**** EXERCISE MATERIAL

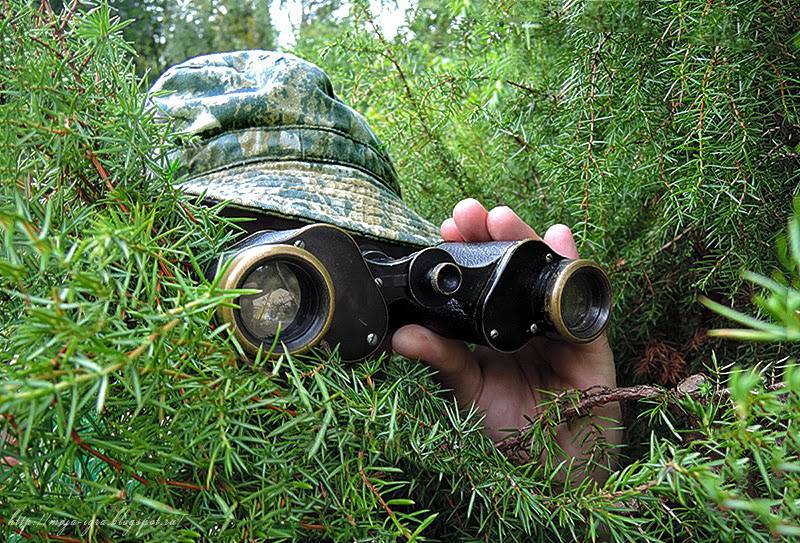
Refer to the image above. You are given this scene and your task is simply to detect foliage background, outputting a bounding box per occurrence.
[0,0,800,541]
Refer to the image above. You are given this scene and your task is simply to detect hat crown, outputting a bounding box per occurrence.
[150,50,400,195]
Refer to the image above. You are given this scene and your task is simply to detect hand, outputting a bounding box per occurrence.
[392,199,621,477]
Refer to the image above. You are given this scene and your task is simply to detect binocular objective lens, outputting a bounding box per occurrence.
[239,261,302,339]
[545,259,611,343]
[561,269,604,336]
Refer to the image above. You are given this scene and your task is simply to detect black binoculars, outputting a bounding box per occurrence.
[212,224,611,361]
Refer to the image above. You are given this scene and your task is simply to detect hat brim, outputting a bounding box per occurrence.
[178,161,440,246]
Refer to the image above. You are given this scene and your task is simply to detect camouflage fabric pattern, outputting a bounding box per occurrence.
[150,51,439,245]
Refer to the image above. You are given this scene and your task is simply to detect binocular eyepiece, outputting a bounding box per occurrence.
[213,224,611,361]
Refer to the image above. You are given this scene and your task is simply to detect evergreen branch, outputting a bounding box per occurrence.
[495,374,786,462]
[358,451,413,541]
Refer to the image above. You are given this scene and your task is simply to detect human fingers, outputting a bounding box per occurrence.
[453,198,492,242]
[486,206,540,241]
[544,224,578,258]
[439,217,464,241]
[392,324,482,407]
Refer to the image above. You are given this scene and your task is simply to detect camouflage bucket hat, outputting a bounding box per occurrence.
[150,51,439,245]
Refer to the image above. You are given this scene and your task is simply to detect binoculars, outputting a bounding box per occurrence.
[211,224,611,361]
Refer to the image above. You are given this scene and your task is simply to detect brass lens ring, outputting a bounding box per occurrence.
[217,245,335,356]
[544,259,611,343]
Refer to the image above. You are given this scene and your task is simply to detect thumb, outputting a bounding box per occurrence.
[392,324,483,407]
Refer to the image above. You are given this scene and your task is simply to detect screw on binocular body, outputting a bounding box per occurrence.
[428,262,461,296]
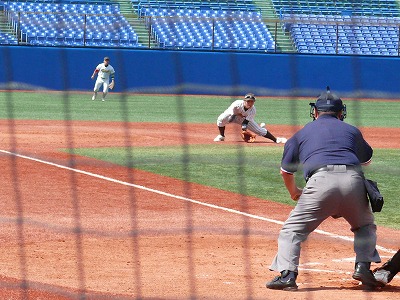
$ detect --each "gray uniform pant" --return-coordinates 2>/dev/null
[270,166,381,272]
[217,112,268,136]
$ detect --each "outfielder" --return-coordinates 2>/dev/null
[214,93,286,143]
[266,88,382,290]
[91,57,115,101]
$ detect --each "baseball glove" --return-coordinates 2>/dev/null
[240,130,256,143]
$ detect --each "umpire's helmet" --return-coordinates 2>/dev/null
[310,86,347,120]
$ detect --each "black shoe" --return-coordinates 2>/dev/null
[353,262,383,288]
[266,271,297,291]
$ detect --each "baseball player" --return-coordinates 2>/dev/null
[266,88,381,290]
[374,250,400,285]
[214,93,286,143]
[91,56,115,101]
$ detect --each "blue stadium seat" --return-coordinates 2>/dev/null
[5,2,139,47]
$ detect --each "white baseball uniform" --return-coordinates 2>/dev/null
[93,63,115,94]
[217,100,268,136]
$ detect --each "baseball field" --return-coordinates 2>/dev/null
[0,91,400,300]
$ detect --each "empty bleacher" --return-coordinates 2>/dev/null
[273,0,400,56]
[4,1,140,47]
[132,0,276,52]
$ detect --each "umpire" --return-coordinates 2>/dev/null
[266,87,381,290]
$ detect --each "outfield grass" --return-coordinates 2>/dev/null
[0,92,400,127]
[0,92,400,228]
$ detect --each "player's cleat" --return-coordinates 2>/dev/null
[374,269,393,285]
[265,271,298,291]
[276,137,287,144]
[353,262,384,288]
[214,134,225,142]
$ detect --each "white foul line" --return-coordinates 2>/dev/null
[0,149,396,254]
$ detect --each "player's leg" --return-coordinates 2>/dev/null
[101,81,110,101]
[337,170,382,288]
[92,80,103,100]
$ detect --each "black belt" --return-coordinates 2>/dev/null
[306,165,362,181]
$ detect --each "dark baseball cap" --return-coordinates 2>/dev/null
[244,93,256,101]
[315,88,344,112]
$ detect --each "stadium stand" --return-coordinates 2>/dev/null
[132,0,276,52]
[272,0,400,56]
[4,1,140,47]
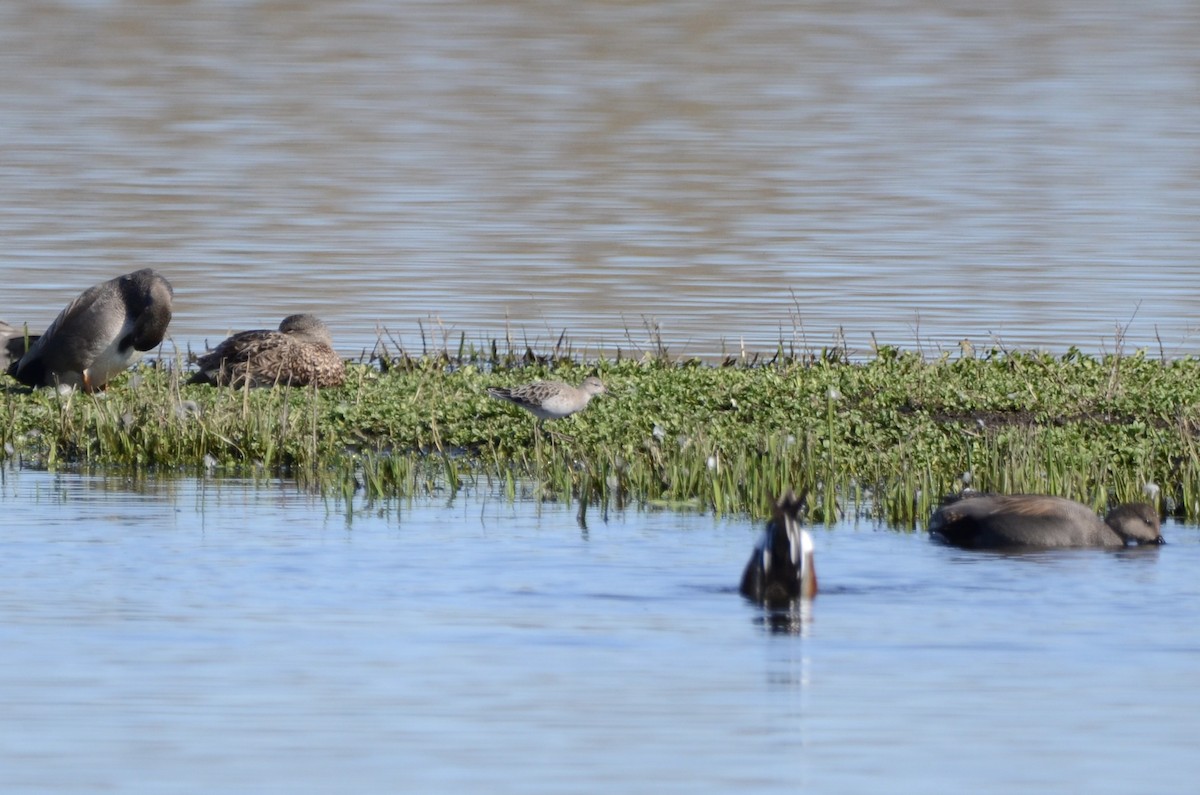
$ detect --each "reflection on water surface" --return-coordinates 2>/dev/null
[0,470,1200,793]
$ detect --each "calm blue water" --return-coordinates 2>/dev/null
[0,468,1200,795]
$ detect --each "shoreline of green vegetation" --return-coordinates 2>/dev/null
[0,345,1200,527]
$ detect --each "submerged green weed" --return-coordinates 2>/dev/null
[0,343,1200,526]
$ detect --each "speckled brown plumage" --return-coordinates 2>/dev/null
[191,315,346,387]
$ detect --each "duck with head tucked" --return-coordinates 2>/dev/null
[929,492,1164,549]
[10,268,174,391]
[739,491,817,608]
[190,313,346,387]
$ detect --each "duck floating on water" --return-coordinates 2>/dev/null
[190,313,346,387]
[6,268,174,391]
[929,494,1164,549]
[740,491,817,606]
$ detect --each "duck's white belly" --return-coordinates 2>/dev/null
[84,323,142,389]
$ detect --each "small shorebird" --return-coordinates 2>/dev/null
[929,492,1163,549]
[487,376,608,425]
[13,268,174,391]
[188,315,346,387]
[740,491,817,608]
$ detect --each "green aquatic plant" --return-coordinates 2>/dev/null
[0,348,1200,527]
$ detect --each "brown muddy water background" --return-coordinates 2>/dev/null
[0,0,1200,357]
[0,0,1200,795]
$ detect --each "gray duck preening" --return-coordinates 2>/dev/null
[929,494,1164,549]
[740,491,817,606]
[190,315,346,387]
[7,268,174,391]
[487,376,608,424]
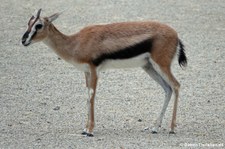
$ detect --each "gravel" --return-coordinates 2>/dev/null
[0,0,225,149]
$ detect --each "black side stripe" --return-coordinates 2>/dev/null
[92,38,152,66]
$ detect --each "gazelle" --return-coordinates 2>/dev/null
[22,9,187,136]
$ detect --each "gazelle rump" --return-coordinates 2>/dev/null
[22,9,187,136]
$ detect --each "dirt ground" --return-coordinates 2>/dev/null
[0,0,225,149]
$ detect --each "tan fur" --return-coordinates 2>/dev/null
[22,11,183,133]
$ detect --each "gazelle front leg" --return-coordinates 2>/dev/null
[82,66,98,137]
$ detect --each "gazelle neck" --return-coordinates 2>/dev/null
[43,24,76,61]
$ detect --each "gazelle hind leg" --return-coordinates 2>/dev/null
[150,60,180,133]
[143,62,172,133]
[82,67,98,137]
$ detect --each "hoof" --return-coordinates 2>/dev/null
[86,133,94,137]
[169,130,176,134]
[81,131,87,135]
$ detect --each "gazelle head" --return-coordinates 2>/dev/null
[22,9,60,46]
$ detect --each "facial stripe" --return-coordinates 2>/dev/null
[92,38,152,66]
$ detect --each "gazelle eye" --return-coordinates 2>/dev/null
[35,24,43,30]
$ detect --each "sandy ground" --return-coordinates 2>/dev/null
[0,0,225,149]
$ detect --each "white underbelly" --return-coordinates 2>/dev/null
[98,53,150,70]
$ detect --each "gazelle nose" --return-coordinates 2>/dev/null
[22,32,29,45]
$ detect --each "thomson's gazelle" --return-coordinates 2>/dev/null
[22,9,187,136]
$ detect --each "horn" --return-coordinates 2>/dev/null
[36,8,41,18]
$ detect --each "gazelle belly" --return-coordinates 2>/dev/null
[98,53,150,70]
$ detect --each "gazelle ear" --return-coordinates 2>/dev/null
[48,13,62,22]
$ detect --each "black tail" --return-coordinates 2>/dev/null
[178,39,187,67]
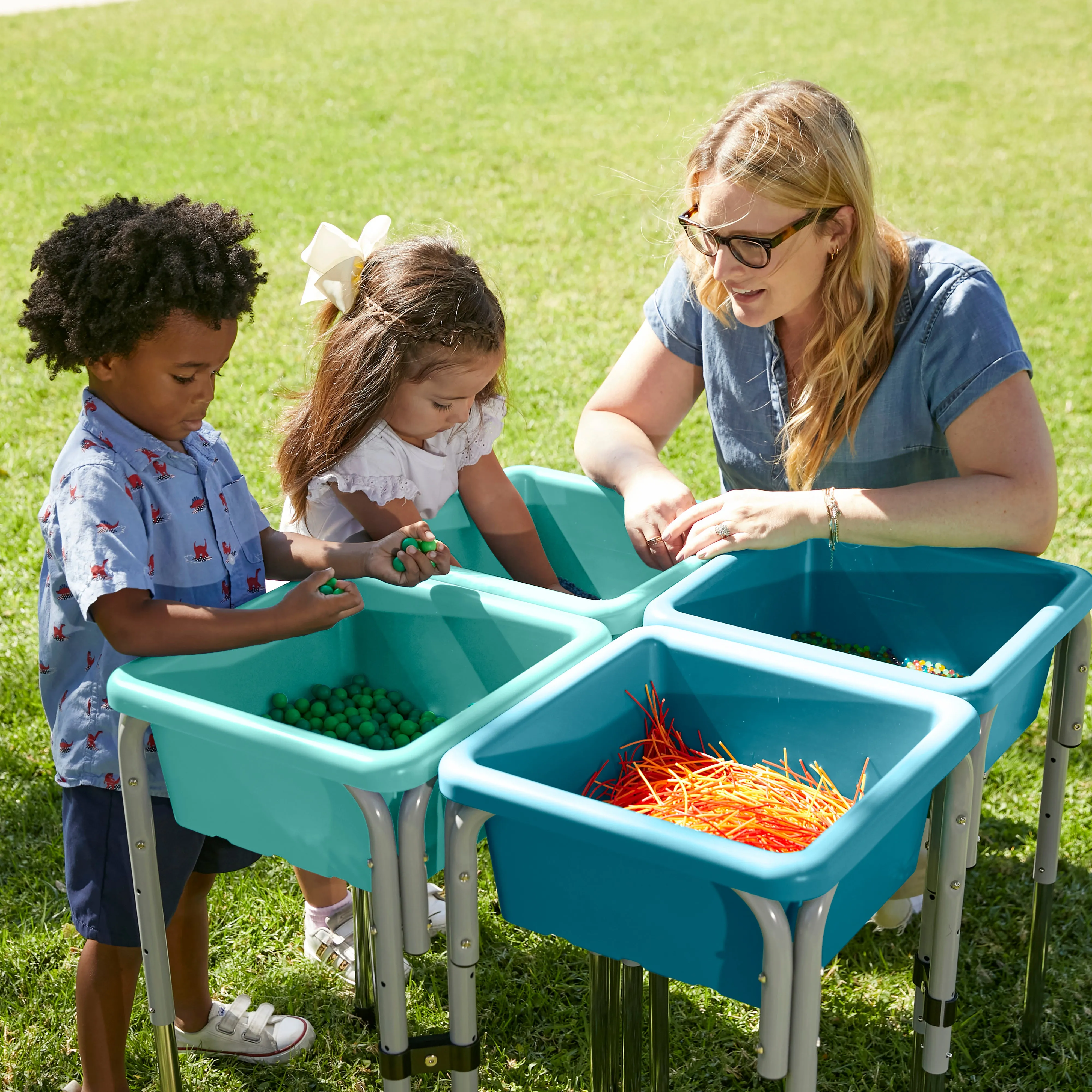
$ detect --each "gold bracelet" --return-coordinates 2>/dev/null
[823,486,842,554]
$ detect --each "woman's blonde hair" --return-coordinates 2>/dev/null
[275,236,505,523]
[679,80,907,489]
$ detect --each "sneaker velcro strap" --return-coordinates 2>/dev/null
[242,1001,273,1043]
[216,994,250,1035]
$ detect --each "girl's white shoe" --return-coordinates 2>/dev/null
[175,994,314,1066]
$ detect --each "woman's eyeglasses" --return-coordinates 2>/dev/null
[679,205,838,270]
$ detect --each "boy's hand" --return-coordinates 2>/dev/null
[364,520,451,587]
[272,569,364,637]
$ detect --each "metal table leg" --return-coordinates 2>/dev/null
[910,781,948,1092]
[619,959,644,1092]
[118,713,182,1092]
[1021,617,1092,1046]
[649,971,670,1092]
[444,802,490,1092]
[351,888,378,1024]
[922,756,974,1090]
[345,785,410,1092]
[785,885,836,1092]
[733,889,793,1081]
[966,705,997,868]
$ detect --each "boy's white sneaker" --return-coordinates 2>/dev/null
[175,994,314,1066]
[304,900,413,986]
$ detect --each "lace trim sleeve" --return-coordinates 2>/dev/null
[307,471,420,508]
[458,397,508,470]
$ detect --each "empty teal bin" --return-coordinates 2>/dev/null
[644,539,1092,769]
[439,627,978,1005]
[107,580,609,890]
[429,466,701,636]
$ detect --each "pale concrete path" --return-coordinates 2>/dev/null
[0,0,131,15]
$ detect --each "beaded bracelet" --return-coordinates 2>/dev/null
[823,486,842,554]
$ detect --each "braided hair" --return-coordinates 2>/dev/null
[19,193,266,379]
[276,236,505,520]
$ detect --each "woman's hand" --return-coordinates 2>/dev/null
[624,465,695,569]
[664,489,827,561]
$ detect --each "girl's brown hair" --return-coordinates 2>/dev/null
[276,236,505,520]
[679,80,909,489]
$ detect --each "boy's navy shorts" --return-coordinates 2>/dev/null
[61,785,261,948]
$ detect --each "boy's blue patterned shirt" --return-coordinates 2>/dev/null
[38,389,269,796]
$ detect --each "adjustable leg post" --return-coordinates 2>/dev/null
[649,971,672,1092]
[922,756,974,1092]
[620,960,644,1092]
[785,888,836,1092]
[446,803,490,1092]
[733,888,793,1081]
[345,785,410,1092]
[1020,617,1092,1047]
[351,888,378,1024]
[118,713,182,1092]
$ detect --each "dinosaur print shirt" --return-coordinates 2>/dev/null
[38,389,269,796]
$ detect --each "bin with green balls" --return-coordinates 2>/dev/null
[107,580,609,890]
[428,466,701,637]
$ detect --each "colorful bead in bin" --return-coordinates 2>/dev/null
[265,675,444,750]
[793,629,963,679]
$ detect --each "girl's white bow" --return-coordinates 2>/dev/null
[299,216,391,314]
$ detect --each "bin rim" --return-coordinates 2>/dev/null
[107,578,610,793]
[644,546,1092,715]
[438,626,978,903]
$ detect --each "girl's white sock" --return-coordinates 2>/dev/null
[304,892,353,933]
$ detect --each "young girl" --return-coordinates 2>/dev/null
[276,216,569,982]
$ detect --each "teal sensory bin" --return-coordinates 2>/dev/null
[428,466,701,636]
[107,580,609,890]
[644,539,1092,769]
[439,627,978,1005]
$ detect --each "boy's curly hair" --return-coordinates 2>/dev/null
[19,193,269,379]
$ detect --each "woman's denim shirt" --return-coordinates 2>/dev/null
[644,239,1031,489]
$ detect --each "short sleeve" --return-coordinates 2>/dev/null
[317,425,420,506]
[644,258,703,368]
[922,270,1032,430]
[56,464,153,618]
[455,397,508,470]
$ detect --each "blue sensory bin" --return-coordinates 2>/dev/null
[429,466,701,636]
[439,627,978,1005]
[107,580,609,890]
[644,539,1092,769]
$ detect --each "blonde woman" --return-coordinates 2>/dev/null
[575,80,1058,569]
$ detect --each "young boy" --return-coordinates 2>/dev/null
[20,195,450,1092]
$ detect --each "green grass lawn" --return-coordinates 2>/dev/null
[0,0,1092,1092]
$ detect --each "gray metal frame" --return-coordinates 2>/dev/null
[1020,617,1092,1047]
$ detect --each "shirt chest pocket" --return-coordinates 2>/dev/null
[218,476,264,565]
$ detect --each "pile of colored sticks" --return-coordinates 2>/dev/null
[584,684,868,853]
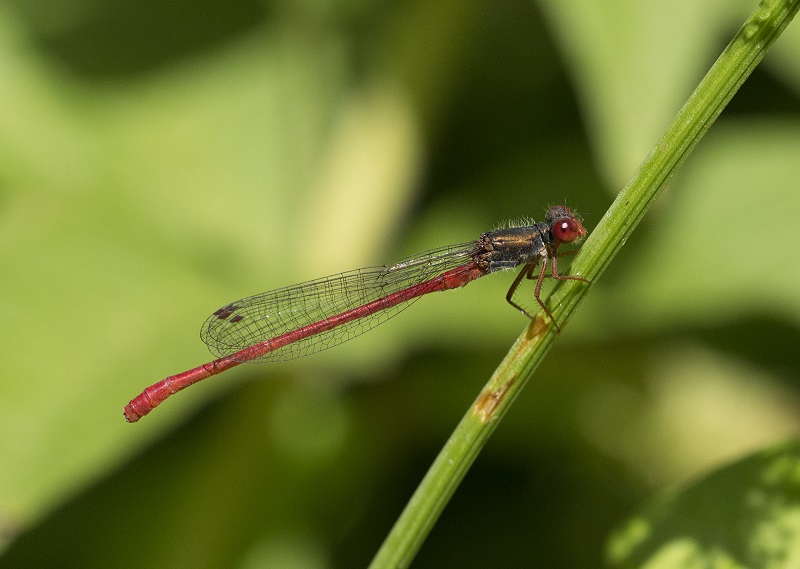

********

Begin at the line that has "black binoculars, outputting a bounding box per occurrence." and stop after the one that has "[178,161,440,246]". Write those lines out again with "hat brim" switched to "hat band" and nothing else changed.

Refer to the image above. You are given this scene and your task is simply to detect black binoculars, outputting a bounding box per occurrence.
[212,224,611,361]
Refer to the image above. You are given this scene and your task is simply to detect hat band, outputting a bounding box per occurrence.
[178,161,440,246]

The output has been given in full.